▸ PROBLEM REQUIREMENTS
Transcribe each entry below exactly. Pictures do not go in the copy.

▸ EXTRACTED INFORMATION
-*-*-

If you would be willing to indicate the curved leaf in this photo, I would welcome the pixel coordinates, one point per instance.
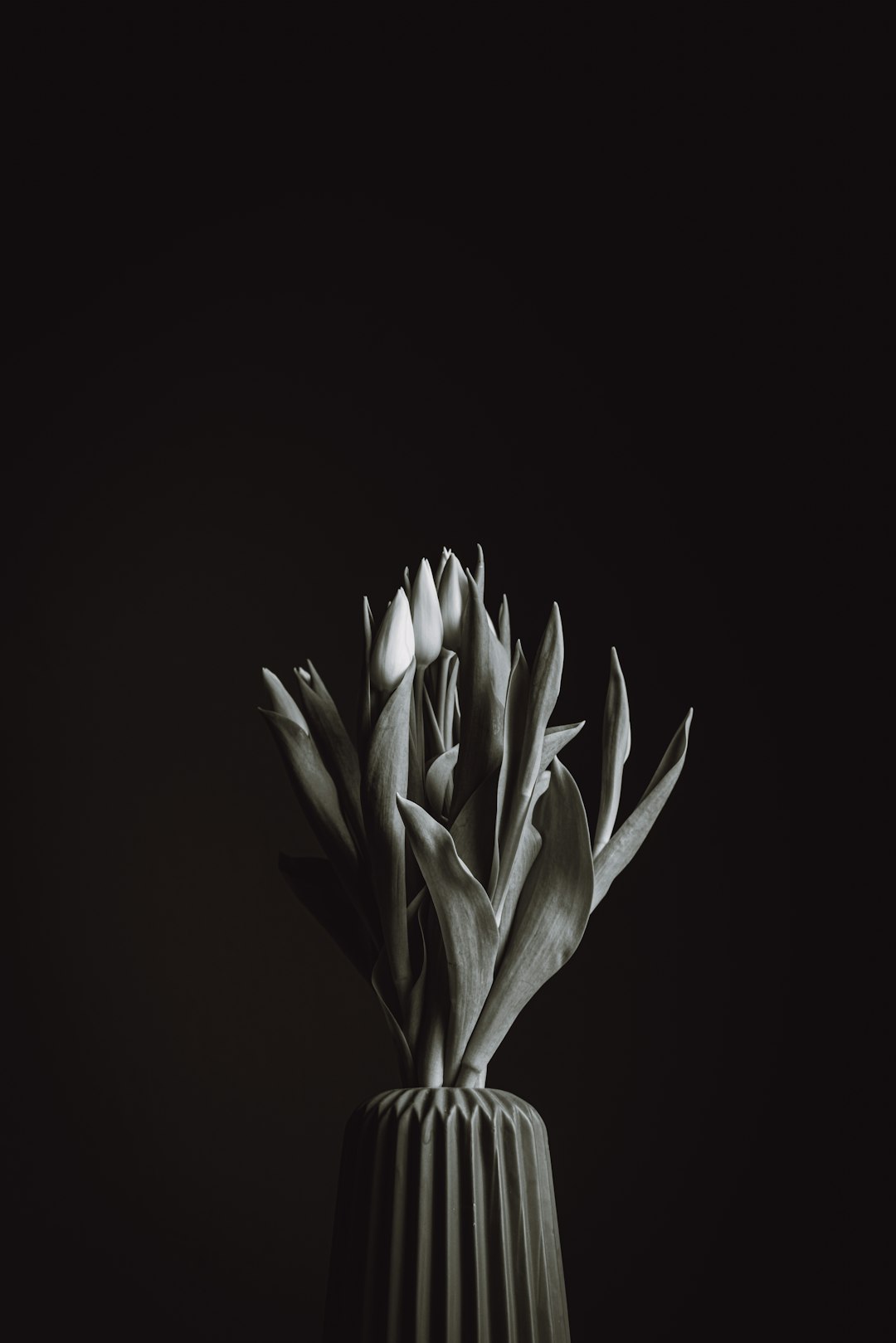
(383, 989)
(544, 688)
(384, 776)
(616, 747)
(504, 625)
(437, 781)
(481, 715)
(524, 852)
(364, 703)
(624, 845)
(473, 829)
(509, 806)
(555, 739)
(282, 700)
(466, 919)
(551, 916)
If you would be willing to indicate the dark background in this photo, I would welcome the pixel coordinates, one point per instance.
(246, 388)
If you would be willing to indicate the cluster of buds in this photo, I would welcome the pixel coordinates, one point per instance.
(461, 870)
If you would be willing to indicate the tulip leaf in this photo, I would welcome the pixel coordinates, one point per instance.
(416, 919)
(386, 993)
(437, 781)
(466, 919)
(518, 864)
(431, 727)
(384, 776)
(504, 626)
(616, 746)
(624, 845)
(320, 802)
(282, 700)
(481, 713)
(551, 915)
(319, 889)
(508, 810)
(544, 687)
(336, 747)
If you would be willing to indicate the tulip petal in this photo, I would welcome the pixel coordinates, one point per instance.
(481, 713)
(616, 746)
(320, 802)
(508, 810)
(282, 700)
(466, 919)
(551, 916)
(431, 728)
(544, 688)
(504, 625)
(479, 577)
(384, 776)
(336, 748)
(624, 845)
(319, 889)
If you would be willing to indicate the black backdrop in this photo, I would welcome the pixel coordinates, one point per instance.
(242, 399)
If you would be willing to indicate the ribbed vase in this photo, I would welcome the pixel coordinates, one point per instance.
(446, 1224)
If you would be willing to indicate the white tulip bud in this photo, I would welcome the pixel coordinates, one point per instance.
(392, 649)
(427, 616)
(453, 594)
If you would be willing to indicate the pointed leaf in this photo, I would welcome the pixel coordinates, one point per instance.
(551, 916)
(555, 739)
(384, 991)
(504, 625)
(437, 781)
(336, 748)
(624, 845)
(508, 811)
(319, 889)
(473, 829)
(319, 796)
(518, 864)
(616, 746)
(434, 744)
(466, 919)
(481, 713)
(282, 700)
(384, 776)
(543, 694)
(364, 703)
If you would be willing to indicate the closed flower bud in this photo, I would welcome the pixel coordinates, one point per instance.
(392, 649)
(427, 616)
(453, 592)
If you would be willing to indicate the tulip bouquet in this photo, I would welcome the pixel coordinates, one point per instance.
(460, 869)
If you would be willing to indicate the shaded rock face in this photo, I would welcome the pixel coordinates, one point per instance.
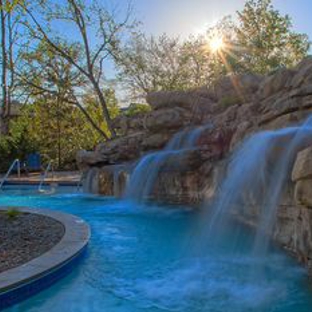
(235, 108)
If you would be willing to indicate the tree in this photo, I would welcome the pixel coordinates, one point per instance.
(90, 21)
(56, 130)
(8, 32)
(267, 39)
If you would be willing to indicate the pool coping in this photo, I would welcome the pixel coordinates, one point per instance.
(18, 281)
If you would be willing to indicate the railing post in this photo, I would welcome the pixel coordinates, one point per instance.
(18, 168)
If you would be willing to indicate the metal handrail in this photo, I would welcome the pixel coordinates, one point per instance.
(80, 182)
(45, 174)
(14, 163)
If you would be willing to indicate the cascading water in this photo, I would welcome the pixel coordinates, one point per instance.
(256, 177)
(143, 178)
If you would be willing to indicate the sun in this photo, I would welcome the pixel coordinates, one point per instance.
(216, 43)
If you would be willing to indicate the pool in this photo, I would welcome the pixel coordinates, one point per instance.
(146, 259)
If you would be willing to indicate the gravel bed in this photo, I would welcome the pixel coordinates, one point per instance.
(25, 236)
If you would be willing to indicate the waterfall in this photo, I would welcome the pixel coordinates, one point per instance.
(144, 176)
(256, 177)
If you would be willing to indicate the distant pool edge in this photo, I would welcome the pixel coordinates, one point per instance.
(24, 281)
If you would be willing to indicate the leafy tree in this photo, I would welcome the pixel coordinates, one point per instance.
(137, 109)
(148, 64)
(91, 21)
(267, 39)
(56, 130)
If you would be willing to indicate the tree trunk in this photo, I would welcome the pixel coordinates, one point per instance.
(4, 120)
(104, 107)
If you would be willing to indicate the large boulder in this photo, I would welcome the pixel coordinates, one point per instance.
(275, 83)
(303, 75)
(128, 125)
(185, 99)
(155, 141)
(121, 149)
(167, 119)
(237, 88)
(302, 169)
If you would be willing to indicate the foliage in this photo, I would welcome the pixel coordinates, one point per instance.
(267, 38)
(137, 109)
(258, 40)
(55, 130)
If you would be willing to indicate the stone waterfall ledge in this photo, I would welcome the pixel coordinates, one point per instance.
(28, 279)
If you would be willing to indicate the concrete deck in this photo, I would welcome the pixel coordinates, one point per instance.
(21, 282)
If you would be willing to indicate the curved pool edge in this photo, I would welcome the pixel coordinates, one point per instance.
(20, 283)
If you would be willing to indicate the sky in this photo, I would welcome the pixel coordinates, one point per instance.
(183, 17)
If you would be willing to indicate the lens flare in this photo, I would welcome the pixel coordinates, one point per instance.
(216, 44)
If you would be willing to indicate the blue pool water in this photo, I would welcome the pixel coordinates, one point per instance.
(145, 259)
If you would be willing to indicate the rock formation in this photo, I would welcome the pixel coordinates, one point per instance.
(235, 108)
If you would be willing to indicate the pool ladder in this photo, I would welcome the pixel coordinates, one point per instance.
(15, 163)
(45, 174)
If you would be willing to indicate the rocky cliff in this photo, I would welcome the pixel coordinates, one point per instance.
(235, 108)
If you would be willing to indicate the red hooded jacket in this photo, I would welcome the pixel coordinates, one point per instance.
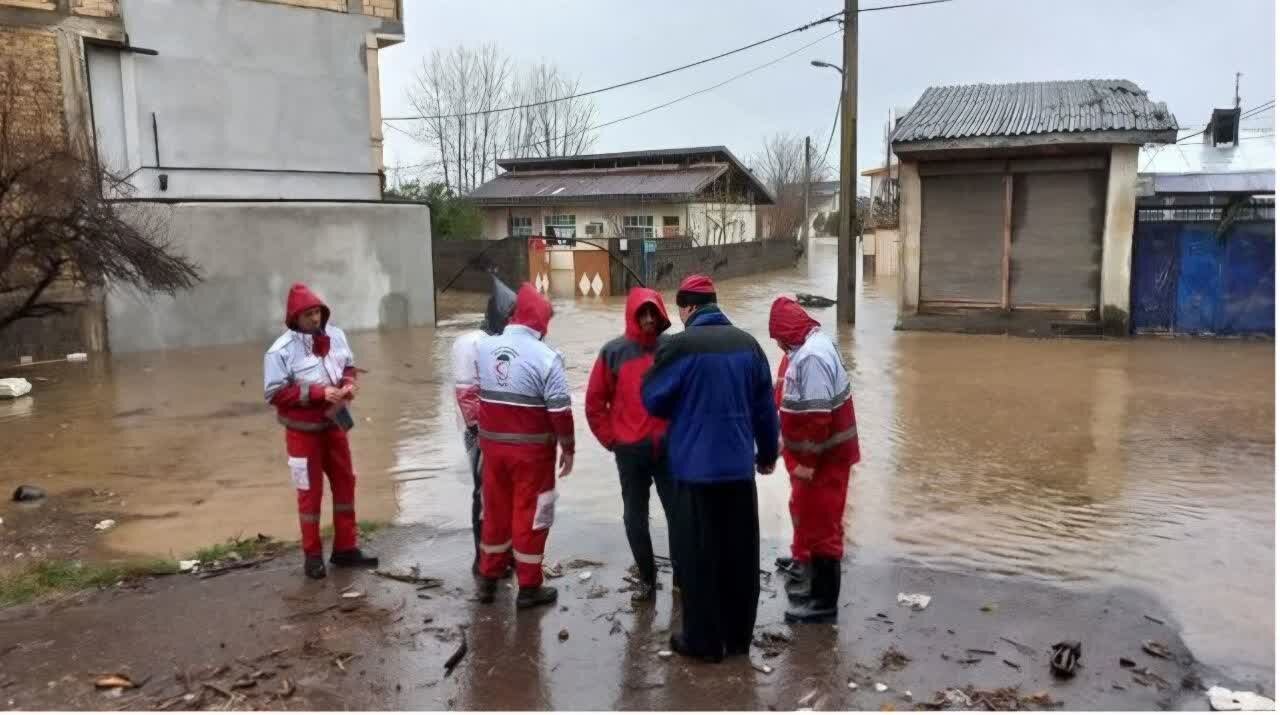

-*-*-

▸ RESULT OF THIS EXERCISE
If you would be willing to indicate the curved leaf in this photo, I would welcome the pixel coordinates, one point per instance.
(383, 989)
(544, 688)
(384, 776)
(616, 747)
(504, 625)
(437, 781)
(481, 715)
(524, 852)
(364, 703)
(624, 845)
(473, 829)
(509, 806)
(555, 739)
(282, 700)
(466, 919)
(551, 916)
If you would be willing to indicate the dark background in this photo, I would welcome the pixel coordinates, one point per instance.
(246, 388)
If you would be willing to indicate the cluster of buds in this photo, I would welcome the pixel coordinates, one point per instance.
(461, 870)
If you would be willing to indicate the tulip leaf in this photo, I would welcome the pixel coordinates, one point per instance.
(416, 919)
(386, 993)
(437, 781)
(466, 919)
(518, 864)
(431, 727)
(384, 776)
(504, 626)
(616, 746)
(624, 845)
(320, 802)
(282, 700)
(481, 713)
(551, 915)
(319, 889)
(508, 810)
(544, 687)
(336, 747)
If you would be willing to indicate the tulip petal in this photo, I would welcome the pixel coordinates, one point per instance.
(481, 713)
(616, 746)
(320, 802)
(508, 810)
(282, 700)
(466, 919)
(551, 916)
(431, 728)
(544, 688)
(504, 625)
(479, 577)
(384, 776)
(336, 748)
(624, 845)
(319, 889)
If you would be willing to indicate the black backdrop in this photo, I would welcome the pixel coordinates, one point per instance.
(242, 399)
If you would be willing to indicate the ribbed vase in this photo, I would welcome the pixel coordinates, one point per instance.
(446, 1224)
If you would be willing to indicate the white tulip bud in this photo, I would welcome the pixel coordinates, one point per instance.
(392, 649)
(427, 616)
(453, 594)
If you would be willing to indicate the pointed leaf in this photo, I would welcome the pixel coordinates, one point per instance.
(551, 916)
(555, 739)
(384, 991)
(504, 625)
(437, 781)
(336, 748)
(624, 845)
(508, 811)
(319, 889)
(473, 829)
(319, 796)
(518, 864)
(616, 746)
(434, 744)
(466, 919)
(481, 713)
(282, 700)
(384, 776)
(543, 694)
(364, 703)
If you would be willing to indicate the closed flower bud in this photo, I would welcome the pixel coordinates, one point per instance.
(392, 649)
(427, 616)
(453, 592)
If you would be willing to indicate the tulip bouquet in this photo, I would welcome the pixel coordinates, one point per instance.
(460, 869)
If you would be willing to indicate the shaded rock face in this photo, I would welcome the pixel coordinates, one point per instance.
(235, 108)
If you would be willing to indicate the tree in this photo, I would welcome the pixel coordinates, one point per instance.
(90, 21)
(56, 130)
(8, 32)
(267, 39)
If you would be willing to indicate the pool coping in this photo, I would welcome the pixel coordinates, one point per instance.
(18, 281)
If you would be willing to indicate the railing post in this photo, I would welcome the pixel coordinates, one point per instance.
(18, 168)
If you would be willing to indicate the metal handrail in this photo, I would welcome the pixel coordinates, one point per instance.
(80, 182)
(45, 174)
(14, 163)
If you would be willing to indicate the cascading water in this photo, I would welcome the pixel coordinates, one point per instance.
(256, 177)
(143, 178)
If you would be willing to indicate the sun in this photo, I would welcome the pixel coordinates, one point per instance.
(216, 43)
If you would be willing to indicate the pool in this photo, I would welcome the pixel coordinates, one point per instance.
(146, 259)
If you would be willing to indicate the gravel bed in this photo, I would welcome the pixel coordinates, one point per instance.
(25, 236)
If you would be willing to indicate the waterfall in this photo, I would welcome the pixel coordinates, one point per instance.
(144, 176)
(256, 177)
If you would be willing to indicate the distant pool edge in this photo, I would welcome the pixel coordinates, one point per instance.
(24, 281)
If you would be willing to indicate the leafy tree in this photo, I would welcome the pixel coordinates, one point per instance.
(137, 109)
(148, 64)
(91, 21)
(267, 39)
(56, 130)
If you would be willing to indicate the tree trunk in this photo, I would welcome the pixel coordinates, one point per instance.
(4, 120)
(104, 107)
If you would be willing to indicate the large boulder in this photo, I would welcome the pixel coordinates, one point per instance.
(275, 83)
(303, 75)
(128, 125)
(185, 99)
(155, 141)
(121, 149)
(167, 119)
(237, 88)
(302, 169)
If you would be willing to indicate the foliage in this photo, I would welcome the pixel coordinates, one point per instance.
(267, 38)
(137, 109)
(258, 40)
(55, 130)
If you would be willing to indicate the stone waterfall ledge in this photo, I would welcome the pixel coordinates, one point per instance.
(28, 279)
If you would be willing to indicate the concrete deck in this photo, I would welcome the pixel coordinates, one point per instance.
(21, 282)
If you would be willing to indicate the curved pool edge in this photo, I would welcome the pixel coordinates, one point per instance.
(20, 283)
If you would be willing to indicate the sky in this photo, I would welcome the pixel coordinates, one point per instance.
(183, 17)
If you would be willing to indicate the lens flare in this photo, I would welcome the pixel coordinates, one point per instance.
(216, 44)
If you would be willing to indicate the blue pool water in this photo, I would welcome the pixel coordinates, one point per instance.
(145, 259)
If you would be willing to indicate the rock formation in this photo, I would welcome the pixel coordinates, one point per instance.
(235, 108)
If you would be willing to indicate the pool ladder in this photo, I would welcome the pixel coordinates, one point per instance.
(15, 163)
(45, 174)
If you would be willing to indicate the rocky cliff in this photo, I would welcome the pixel coordinates, one point per instance.
(235, 108)
If you would be willing to indicate the red hooded jacket in this photo, I would welcome the pixel coordinates, one point per instance.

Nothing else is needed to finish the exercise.